[Extrait proposé]
Le portefeuille de l’emploi et des affaires sociales a disparu du collège, et aucun commissaire n’est chargé de lutter contre la pauvreté, l’insécurité sociale et les injustices sur le lieu de travail, ce qui est tout simplement inacceptable. En outre, l’absence d’un portefeuille autonome pour l’égalité semble montrer les priorités d’une présidente qui prétend pourtant placer l’égalité entre les hommes et les femmes au cœur de son nouveau collège. Ces changements vont avoir un impact sur les syndicats, en élargissant leur champ d’action dans les différentes directions générales (Dg) et cabinets. Et il semble que la vice-présidence exécutive chargée « des Personnes, des Compétences et de l’État de préparation » doive être leur interlocuteur privilégié.

[Objectifs]
1. Recopiez, s'il vous plaît, l'extrait proposé depuis « Le portefeuille de » jusqu'à « leur interlocuteur privilégié. » inclus.
2. D'après l'extrait proposé, contre quels problèmes aucun commissaire n'est-il chargé de lutter ? Donnez-les tous.

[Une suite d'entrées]

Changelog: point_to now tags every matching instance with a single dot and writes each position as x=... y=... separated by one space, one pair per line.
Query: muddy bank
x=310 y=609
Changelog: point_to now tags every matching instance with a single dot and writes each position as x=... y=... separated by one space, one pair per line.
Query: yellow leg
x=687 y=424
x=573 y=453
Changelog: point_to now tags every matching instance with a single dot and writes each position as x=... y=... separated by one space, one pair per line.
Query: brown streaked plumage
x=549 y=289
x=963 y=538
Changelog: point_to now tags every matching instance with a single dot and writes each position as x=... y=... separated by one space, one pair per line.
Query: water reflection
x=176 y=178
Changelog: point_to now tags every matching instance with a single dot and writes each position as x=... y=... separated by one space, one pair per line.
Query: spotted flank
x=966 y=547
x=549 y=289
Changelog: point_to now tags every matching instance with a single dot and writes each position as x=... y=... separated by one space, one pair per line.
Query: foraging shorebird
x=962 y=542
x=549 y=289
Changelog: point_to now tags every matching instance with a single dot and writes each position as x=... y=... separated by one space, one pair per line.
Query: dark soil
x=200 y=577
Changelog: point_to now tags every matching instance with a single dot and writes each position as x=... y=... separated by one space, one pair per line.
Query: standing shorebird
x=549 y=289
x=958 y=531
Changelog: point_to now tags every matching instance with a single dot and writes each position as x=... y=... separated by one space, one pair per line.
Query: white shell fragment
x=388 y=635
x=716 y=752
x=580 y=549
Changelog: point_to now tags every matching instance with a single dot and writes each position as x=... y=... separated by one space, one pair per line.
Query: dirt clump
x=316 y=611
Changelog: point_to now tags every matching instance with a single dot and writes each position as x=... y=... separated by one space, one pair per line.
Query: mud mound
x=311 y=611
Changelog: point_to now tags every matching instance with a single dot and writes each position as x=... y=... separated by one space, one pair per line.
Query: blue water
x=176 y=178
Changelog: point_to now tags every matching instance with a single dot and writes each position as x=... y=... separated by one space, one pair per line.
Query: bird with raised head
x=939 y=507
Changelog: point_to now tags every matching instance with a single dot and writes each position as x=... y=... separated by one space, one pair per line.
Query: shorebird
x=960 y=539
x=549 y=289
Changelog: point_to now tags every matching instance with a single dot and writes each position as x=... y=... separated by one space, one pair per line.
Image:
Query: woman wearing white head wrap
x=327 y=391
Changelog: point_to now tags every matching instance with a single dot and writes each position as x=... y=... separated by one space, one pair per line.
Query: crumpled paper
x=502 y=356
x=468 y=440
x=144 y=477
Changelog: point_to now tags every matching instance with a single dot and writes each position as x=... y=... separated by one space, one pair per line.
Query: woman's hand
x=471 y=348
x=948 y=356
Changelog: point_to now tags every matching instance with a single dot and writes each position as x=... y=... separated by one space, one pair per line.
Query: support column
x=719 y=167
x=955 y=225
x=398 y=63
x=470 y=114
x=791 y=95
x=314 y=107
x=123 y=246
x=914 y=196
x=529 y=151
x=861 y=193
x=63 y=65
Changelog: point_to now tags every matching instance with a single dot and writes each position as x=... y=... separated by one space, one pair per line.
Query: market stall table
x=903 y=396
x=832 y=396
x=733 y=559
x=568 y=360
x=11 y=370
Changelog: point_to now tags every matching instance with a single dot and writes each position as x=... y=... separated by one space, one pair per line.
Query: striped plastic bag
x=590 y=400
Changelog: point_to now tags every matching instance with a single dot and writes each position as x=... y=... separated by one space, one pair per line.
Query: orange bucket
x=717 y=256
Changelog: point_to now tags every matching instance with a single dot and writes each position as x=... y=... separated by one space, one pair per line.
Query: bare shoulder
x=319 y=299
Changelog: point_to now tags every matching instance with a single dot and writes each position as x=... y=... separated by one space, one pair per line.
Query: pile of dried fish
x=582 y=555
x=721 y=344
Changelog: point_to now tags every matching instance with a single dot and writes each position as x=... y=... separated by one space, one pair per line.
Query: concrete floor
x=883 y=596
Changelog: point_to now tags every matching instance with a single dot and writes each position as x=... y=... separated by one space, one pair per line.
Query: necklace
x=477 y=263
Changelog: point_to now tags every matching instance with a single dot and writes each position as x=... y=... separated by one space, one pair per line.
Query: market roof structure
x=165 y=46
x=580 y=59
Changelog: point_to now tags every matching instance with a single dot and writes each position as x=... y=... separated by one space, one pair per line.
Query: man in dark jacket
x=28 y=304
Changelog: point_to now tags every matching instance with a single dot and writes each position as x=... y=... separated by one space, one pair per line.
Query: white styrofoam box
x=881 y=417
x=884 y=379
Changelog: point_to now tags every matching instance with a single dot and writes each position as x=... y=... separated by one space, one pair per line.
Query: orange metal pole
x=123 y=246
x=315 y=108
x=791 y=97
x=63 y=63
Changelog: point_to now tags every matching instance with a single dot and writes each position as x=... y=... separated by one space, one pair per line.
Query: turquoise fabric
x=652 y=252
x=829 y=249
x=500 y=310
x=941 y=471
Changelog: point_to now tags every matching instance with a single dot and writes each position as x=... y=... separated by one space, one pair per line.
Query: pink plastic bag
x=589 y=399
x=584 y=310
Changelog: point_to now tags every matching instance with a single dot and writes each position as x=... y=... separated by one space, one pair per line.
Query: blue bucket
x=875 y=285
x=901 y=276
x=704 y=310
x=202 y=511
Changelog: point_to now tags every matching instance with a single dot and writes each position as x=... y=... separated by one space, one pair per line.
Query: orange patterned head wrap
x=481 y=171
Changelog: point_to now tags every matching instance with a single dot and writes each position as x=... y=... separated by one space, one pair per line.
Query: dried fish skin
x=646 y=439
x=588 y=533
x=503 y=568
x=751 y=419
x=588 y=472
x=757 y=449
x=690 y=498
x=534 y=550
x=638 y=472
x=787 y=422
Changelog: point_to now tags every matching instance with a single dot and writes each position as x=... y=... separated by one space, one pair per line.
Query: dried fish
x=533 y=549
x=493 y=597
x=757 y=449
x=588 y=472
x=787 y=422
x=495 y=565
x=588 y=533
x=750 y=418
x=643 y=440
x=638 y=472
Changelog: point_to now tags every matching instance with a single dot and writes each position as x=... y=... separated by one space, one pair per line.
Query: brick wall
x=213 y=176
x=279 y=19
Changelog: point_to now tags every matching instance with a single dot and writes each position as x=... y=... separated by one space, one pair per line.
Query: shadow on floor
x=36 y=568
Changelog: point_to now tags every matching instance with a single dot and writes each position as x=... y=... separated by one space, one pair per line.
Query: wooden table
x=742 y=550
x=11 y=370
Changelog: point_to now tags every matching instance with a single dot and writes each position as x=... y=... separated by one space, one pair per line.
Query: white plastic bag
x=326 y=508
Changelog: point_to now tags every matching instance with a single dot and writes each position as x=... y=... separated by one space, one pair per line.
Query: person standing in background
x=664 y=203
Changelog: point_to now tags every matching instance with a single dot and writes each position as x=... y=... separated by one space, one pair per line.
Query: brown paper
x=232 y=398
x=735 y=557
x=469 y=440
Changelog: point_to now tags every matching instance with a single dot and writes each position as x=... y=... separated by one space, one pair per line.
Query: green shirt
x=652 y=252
* * *
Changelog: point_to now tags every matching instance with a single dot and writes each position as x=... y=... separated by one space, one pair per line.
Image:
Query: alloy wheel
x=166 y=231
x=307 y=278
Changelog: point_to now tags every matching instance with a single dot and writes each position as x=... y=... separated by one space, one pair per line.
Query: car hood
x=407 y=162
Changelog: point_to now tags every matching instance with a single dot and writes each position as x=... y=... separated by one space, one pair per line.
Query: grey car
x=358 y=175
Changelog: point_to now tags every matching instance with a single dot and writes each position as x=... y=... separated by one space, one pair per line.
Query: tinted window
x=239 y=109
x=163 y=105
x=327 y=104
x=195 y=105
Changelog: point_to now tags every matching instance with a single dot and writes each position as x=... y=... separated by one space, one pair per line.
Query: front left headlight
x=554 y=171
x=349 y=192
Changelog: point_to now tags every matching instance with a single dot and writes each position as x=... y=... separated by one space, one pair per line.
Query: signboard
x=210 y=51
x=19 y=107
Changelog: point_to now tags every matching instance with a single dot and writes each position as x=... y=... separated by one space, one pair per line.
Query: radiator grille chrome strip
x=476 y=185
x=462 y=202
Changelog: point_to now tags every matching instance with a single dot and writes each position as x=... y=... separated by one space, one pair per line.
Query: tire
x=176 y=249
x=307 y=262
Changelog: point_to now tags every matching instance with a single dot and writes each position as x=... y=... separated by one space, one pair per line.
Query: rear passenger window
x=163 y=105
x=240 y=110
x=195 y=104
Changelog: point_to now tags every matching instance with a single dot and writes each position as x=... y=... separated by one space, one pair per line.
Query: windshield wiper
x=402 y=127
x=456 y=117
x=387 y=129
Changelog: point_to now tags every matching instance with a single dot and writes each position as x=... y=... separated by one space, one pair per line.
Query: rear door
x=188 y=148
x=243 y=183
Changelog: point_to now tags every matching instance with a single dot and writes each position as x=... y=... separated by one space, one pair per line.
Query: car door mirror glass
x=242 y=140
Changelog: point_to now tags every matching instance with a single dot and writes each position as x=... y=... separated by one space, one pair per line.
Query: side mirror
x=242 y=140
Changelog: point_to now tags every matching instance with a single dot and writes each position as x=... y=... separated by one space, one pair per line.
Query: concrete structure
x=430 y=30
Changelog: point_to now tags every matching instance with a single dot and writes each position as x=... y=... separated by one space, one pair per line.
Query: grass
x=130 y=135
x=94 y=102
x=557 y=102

[Résultats par consigne]
1.
Le portefeuille de l’emploi et des affaires sociales a disparu du collège, et aucun commissaire n’est chargé de lutter contre la pauvreté, l’insécurité sociale et les injustices sur le lieu de travail, ce qui est tout simplement inacceptable. En outre, l’absence d’un portefeuille autonome pour l’égalité semble montrer les priorités d’une présidente qui prétend pourtant placer l’égalité entre les hommes et les femmes au cœur de son nouveau collège. Ces changements vont avoir un impact sur les syndicats, en élargissant leur champ d’action dans les différentes directions générales (Dg) et cabinets. Et il semble que la vice-présidence exécutive chargée « des Personnes, des Compétences et de l’État de préparation » doive être leur interlocuteur privilégié.

2.
- la pauvreté
- l'insécurité sociale
- les injustices sur le lieu de travail